**Exercise description:** Reproduce the data below without changes, starting at its first line and ending with the line that contains "178], [315, 178]]", that line included.

**Source records:**
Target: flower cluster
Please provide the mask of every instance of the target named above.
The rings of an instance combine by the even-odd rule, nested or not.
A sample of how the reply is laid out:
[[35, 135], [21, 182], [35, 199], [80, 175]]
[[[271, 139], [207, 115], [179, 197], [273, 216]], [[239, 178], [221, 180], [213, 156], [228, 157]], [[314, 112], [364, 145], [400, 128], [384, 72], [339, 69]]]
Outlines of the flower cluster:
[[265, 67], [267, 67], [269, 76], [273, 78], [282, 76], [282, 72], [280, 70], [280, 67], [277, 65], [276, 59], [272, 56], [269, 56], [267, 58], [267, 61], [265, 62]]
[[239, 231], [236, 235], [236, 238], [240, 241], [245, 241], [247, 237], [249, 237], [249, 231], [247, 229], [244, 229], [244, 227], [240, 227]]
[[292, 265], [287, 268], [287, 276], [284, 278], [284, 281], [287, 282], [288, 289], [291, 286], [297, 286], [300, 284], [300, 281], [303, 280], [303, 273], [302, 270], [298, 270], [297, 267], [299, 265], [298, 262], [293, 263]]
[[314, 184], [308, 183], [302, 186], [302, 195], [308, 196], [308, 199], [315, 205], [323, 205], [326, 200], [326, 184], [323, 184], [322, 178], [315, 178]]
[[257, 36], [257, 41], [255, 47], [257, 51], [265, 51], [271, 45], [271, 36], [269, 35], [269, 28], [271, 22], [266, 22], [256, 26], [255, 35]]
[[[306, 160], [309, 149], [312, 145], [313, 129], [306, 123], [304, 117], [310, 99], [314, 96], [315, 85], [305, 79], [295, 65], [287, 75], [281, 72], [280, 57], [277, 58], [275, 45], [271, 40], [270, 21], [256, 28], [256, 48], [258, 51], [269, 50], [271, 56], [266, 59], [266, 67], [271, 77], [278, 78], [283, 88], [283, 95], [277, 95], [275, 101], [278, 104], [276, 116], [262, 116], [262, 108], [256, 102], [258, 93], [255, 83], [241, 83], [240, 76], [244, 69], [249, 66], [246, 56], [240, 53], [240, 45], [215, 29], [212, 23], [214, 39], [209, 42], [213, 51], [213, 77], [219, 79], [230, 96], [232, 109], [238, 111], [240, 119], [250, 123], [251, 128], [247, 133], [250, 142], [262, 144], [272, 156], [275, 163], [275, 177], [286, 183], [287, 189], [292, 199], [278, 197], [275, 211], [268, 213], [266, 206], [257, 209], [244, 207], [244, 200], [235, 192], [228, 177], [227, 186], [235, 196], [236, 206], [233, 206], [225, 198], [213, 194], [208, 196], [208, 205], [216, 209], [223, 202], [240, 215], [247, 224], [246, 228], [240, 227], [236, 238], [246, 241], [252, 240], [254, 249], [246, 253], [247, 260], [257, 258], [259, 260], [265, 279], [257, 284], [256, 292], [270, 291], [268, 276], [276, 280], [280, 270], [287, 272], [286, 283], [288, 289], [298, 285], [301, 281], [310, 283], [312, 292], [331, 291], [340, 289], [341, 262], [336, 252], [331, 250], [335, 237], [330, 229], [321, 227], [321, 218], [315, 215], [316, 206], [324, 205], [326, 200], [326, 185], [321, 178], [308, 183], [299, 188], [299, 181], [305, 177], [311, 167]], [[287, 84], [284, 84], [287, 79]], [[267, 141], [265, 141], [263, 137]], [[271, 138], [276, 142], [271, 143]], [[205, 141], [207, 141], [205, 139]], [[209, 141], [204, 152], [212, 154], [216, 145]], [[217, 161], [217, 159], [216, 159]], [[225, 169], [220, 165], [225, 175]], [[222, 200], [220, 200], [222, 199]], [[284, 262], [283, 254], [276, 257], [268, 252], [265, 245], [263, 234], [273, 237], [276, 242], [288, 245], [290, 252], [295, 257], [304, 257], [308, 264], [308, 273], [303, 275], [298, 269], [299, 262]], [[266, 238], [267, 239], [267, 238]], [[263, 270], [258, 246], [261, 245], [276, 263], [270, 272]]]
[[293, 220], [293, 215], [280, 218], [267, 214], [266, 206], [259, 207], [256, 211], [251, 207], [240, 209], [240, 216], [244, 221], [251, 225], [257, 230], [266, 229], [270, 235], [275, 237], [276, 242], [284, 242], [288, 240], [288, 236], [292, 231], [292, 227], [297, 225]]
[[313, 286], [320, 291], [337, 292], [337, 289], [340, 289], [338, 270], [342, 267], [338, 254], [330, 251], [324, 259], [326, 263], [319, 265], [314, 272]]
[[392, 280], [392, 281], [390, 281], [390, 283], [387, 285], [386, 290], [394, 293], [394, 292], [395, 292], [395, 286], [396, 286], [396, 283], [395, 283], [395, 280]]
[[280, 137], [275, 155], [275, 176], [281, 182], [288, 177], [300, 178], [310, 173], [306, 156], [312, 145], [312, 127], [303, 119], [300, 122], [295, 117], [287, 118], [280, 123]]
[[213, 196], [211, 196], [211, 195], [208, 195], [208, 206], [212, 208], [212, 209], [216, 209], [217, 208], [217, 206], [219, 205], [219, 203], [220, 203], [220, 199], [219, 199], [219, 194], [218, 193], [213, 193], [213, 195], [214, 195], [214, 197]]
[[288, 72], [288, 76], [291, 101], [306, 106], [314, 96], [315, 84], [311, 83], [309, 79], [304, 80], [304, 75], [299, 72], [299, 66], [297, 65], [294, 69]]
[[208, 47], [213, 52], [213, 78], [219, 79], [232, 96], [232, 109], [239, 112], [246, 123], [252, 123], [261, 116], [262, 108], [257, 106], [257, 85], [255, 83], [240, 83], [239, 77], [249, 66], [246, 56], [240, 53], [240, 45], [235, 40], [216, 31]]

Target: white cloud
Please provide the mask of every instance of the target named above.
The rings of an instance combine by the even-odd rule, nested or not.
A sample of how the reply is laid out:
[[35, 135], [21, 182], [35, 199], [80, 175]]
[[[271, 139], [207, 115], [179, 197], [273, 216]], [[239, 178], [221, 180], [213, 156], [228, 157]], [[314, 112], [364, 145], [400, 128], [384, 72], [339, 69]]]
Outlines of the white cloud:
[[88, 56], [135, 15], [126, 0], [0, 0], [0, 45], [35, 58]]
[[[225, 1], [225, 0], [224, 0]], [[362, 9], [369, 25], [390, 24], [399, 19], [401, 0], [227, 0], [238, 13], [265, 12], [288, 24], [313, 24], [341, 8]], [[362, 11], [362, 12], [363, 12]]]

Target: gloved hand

**Written response:**
Target: flower cluster
Please provide the mask of every instance of the target named above.
The rings of an instance combine by the even-odd rule, nested or not.
A sample of how the reply is laid out:
[[35, 135], [21, 182], [35, 199], [80, 175]]
[[[271, 139], [207, 115], [179, 197], [273, 216]], [[239, 178], [221, 180], [213, 156], [228, 157]], [[314, 112], [364, 145], [400, 128], [384, 72], [339, 69]]]
Outlines of the flower cluster:
[[265, 67], [267, 67], [269, 76], [273, 78], [282, 76], [282, 72], [280, 70], [280, 67], [277, 65], [276, 59], [272, 56], [269, 56], [267, 58], [267, 61], [265, 62]]
[[239, 231], [236, 235], [236, 238], [240, 241], [245, 241], [247, 237], [249, 237], [249, 231], [247, 229], [244, 229], [244, 227], [240, 227]]
[[292, 265], [287, 268], [287, 276], [284, 278], [284, 281], [287, 282], [288, 289], [291, 286], [297, 286], [300, 284], [300, 281], [303, 280], [303, 273], [302, 270], [298, 270], [297, 267], [299, 265], [298, 262], [293, 263]]
[[314, 184], [308, 183], [302, 186], [302, 195], [308, 196], [308, 199], [315, 205], [323, 205], [326, 200], [326, 184], [323, 184], [322, 178], [315, 178]]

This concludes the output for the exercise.